- DATASET RECORDS:

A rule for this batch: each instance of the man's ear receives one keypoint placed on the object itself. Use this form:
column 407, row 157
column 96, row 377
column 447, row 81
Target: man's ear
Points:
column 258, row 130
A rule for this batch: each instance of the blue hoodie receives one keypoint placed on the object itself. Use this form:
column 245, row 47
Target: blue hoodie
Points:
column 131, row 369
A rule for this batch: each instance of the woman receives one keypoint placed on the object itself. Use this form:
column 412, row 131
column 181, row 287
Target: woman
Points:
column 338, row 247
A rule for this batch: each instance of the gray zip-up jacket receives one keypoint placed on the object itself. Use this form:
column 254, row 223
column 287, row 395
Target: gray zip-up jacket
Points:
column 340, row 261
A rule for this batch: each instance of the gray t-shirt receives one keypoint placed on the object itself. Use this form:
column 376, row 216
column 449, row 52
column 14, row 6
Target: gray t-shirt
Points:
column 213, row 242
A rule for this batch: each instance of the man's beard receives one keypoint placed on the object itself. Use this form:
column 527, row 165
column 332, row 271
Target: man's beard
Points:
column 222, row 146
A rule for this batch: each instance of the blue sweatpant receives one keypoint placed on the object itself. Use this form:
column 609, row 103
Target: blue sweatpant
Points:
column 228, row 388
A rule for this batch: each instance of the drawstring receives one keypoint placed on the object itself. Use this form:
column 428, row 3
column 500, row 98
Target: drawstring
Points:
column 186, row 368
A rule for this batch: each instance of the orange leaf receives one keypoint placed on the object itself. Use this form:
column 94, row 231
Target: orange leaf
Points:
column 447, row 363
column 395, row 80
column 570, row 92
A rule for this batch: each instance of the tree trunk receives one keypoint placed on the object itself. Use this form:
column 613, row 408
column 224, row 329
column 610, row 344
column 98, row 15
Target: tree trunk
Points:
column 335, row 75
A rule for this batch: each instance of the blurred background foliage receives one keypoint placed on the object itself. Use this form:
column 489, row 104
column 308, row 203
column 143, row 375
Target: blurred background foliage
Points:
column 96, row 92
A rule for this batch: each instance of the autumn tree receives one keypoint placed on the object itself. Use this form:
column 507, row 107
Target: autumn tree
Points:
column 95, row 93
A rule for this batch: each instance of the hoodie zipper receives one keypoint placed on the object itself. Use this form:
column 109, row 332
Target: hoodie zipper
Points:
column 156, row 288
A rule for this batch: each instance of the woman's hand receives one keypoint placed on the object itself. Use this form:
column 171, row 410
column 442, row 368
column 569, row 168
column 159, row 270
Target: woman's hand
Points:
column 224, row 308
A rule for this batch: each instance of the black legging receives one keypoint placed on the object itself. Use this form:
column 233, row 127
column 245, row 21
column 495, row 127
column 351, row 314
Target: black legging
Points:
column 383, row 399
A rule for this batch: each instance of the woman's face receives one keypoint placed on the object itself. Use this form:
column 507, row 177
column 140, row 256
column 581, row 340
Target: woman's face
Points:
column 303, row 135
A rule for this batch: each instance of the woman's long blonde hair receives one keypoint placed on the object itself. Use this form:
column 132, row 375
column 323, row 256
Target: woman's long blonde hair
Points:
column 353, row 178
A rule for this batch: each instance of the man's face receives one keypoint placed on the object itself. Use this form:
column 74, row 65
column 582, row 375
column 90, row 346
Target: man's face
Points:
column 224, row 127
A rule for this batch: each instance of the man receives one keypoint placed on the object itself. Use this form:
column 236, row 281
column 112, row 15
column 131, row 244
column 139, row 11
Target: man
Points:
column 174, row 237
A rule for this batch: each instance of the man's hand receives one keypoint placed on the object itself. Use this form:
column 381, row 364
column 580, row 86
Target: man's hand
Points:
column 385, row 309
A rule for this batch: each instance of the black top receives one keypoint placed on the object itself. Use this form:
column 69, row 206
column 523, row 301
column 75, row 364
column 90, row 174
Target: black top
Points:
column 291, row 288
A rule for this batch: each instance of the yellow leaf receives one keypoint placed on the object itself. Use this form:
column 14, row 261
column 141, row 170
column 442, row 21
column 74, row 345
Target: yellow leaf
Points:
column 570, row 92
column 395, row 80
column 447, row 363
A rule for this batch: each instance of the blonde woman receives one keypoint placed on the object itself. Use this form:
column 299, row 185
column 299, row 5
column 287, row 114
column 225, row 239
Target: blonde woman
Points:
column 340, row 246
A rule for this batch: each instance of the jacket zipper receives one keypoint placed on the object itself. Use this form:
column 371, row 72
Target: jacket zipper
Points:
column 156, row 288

- TO BE DONE: Reproduce every one of the lines above word for word.

- ANSWER FOR THIS EXERCISE:
A rule for this batch: each instance of the man's ear receives one keypoint placed on the object itself. Use this form:
column 407, row 157
column 96, row 377
column 447, row 81
Target: man's ear
Points:
column 258, row 130
A rule for this batch: each instance of the blue hoodie receives one keypoint placed on the object itself. Use this form:
column 245, row 47
Target: blue hoodie
Points:
column 131, row 369
A rule for this batch: each instance of the woman receives one keypoint placed on the object itself. Use this form:
column 412, row 131
column 181, row 287
Target: woman
Points:
column 338, row 247
A rule for this batch: each instance of the gray zip-up jacket receives one keypoint placed on the object itself. Use this form:
column 254, row 223
column 287, row 395
Target: gray zip-up jacket
Points:
column 340, row 261
A rule for this batch: each instance of the gray t-shirt receives one keypoint placed on the object itself. Use this form:
column 376, row 216
column 449, row 52
column 14, row 6
Target: gray t-shirt
Points:
column 213, row 242
A rule for this batch: each instance of the man's beard receives one keypoint placed on the object itself. Use this form:
column 527, row 165
column 332, row 271
Target: man's beard
Points:
column 222, row 146
A rule for this batch: each instance of the blue sweatpant receives one keypoint placed on the object itself. Use this form:
column 609, row 103
Target: blue sweatpant
Points:
column 228, row 388
A rule for this batch: each instance of the drawstring receives one keypoint placed on the object itself. Use this form:
column 428, row 3
column 500, row 98
Target: drawstring
Points:
column 186, row 368
A rule for this batch: each instance of the orange leaf receives one keypoint placed on the object itself. Use this form:
column 94, row 231
Target: orange leaf
Points:
column 447, row 363
column 395, row 80
column 570, row 92
A rule for this batch: each instance of the tree trunk receives one keypoint placed on the object itself. Use this form:
column 613, row 408
column 224, row 329
column 610, row 344
column 98, row 15
Target: tree trunk
Points:
column 335, row 75
A rule for this batch: each instance of the blurred background foliage receives one keypoint placed on the object itself. Use this form:
column 489, row 104
column 308, row 203
column 143, row 375
Target: blurred background foliage
Points:
column 96, row 92
A rule for this batch: each instance of the autumn tree receives one keypoint placed on the object itself. Use this form:
column 507, row 107
Target: autumn tree
Points:
column 95, row 93
A rule for this batch: each instance of the hoodie zipper receives one keypoint placed on the object itself. Use this form:
column 109, row 332
Target: hoodie zipper
Points:
column 156, row 288
A rule for this batch: each instance of the woman's hand receives one keypoint placed on the object itself. Use this form:
column 171, row 410
column 442, row 368
column 569, row 168
column 159, row 270
Target: woman's hand
Points:
column 224, row 308
A rule for this batch: each instance of the black legging receives one keypoint placed on the object itself. Use this form:
column 233, row 127
column 245, row 21
column 495, row 127
column 351, row 314
Target: black legging
Points:
column 383, row 399
A rule for this batch: each instance of the woman's face receives one keypoint placed on the object itself. Use this form:
column 507, row 177
column 140, row 256
column 581, row 340
Target: woman's face
Points:
column 303, row 135
A rule for this batch: each instance of the woman's long blonde hair receives one keypoint placed on the object itself. Use this form:
column 132, row 375
column 323, row 256
Target: woman's long blonde hair
Points:
column 353, row 178
A rule for this batch: each instance of the man's face receives one keypoint placed on the object itself. Use this form:
column 74, row 65
column 582, row 375
column 90, row 346
Target: man's face
Points:
column 224, row 127
A rule for this batch: each instance of the man receives one keypoint placed on the object itself. Use this form:
column 236, row 281
column 112, row 15
column 131, row 244
column 139, row 11
Target: man
Points:
column 174, row 237
A rule for this batch: each instance of the man's hand receives one keypoint placed on the object itself. Use this form:
column 381, row 364
column 580, row 86
Target: man's hand
Points:
column 385, row 309
A rule for this batch: each instance of the black top receives one keypoint placed on the object itself. Use this form:
column 69, row 206
column 523, row 301
column 75, row 364
column 90, row 174
Target: black top
Points:
column 291, row 288
A rule for this batch: each instance of the yellow leaf receives one keypoint placed on the object itself. Use this form:
column 14, row 261
column 141, row 170
column 442, row 21
column 74, row 345
Target: yellow leaf
Points:
column 570, row 92
column 395, row 80
column 447, row 363
A rule for this batch: each instance of the blonde woman receives one keypoint placed on the object itself. Use this form:
column 299, row 185
column 299, row 5
column 287, row 114
column 225, row 239
Target: blonde woman
Points:
column 340, row 246
A rule for this batch: each instance of the jacket zipper receives one keypoint placed on the object itself. Use this form:
column 371, row 72
Target: jacket zipper
Points:
column 156, row 288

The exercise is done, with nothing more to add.